# The records
────
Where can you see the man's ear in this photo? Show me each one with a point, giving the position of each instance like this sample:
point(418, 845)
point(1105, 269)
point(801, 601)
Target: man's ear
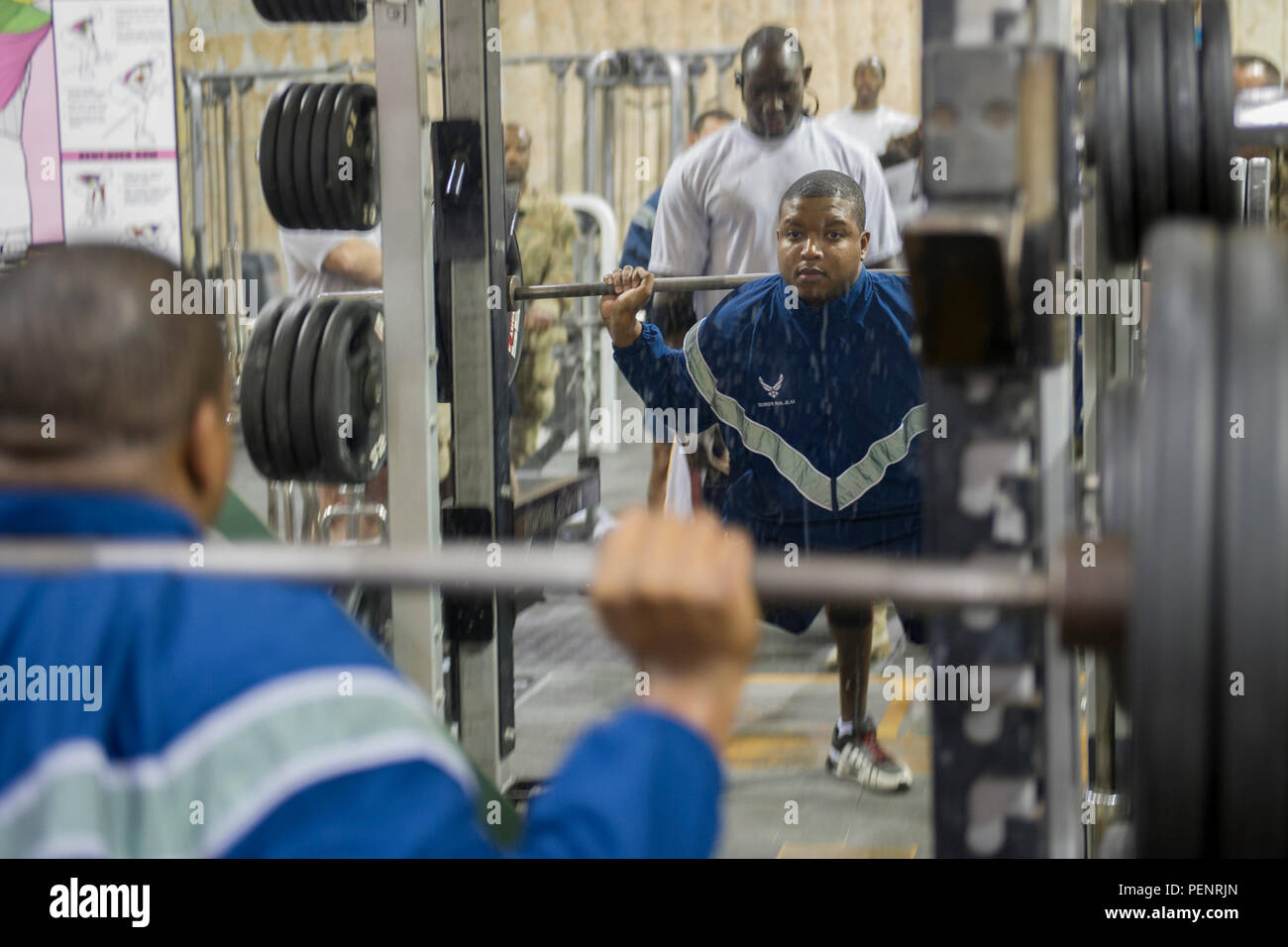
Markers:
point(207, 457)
────
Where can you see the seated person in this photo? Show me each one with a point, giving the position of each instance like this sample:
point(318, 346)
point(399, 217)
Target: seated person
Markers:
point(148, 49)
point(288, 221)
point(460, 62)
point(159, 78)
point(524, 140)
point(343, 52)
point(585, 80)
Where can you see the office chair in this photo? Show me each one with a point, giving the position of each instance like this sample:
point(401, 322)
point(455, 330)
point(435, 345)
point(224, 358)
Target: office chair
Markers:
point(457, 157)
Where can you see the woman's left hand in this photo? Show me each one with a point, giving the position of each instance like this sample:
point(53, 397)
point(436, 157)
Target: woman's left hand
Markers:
────
# Goal
Output the rows from the line containing "Where can you see the man's" through the line containing "point(207, 457)", both ends included, with no changes and without the pictures.

# Written response
Where can you see the man's ear in this photo? Show me each one with a point, giving the position of each instance like this sample:
point(418, 845)
point(1105, 269)
point(801, 601)
Target: man's ear
Markers:
point(207, 457)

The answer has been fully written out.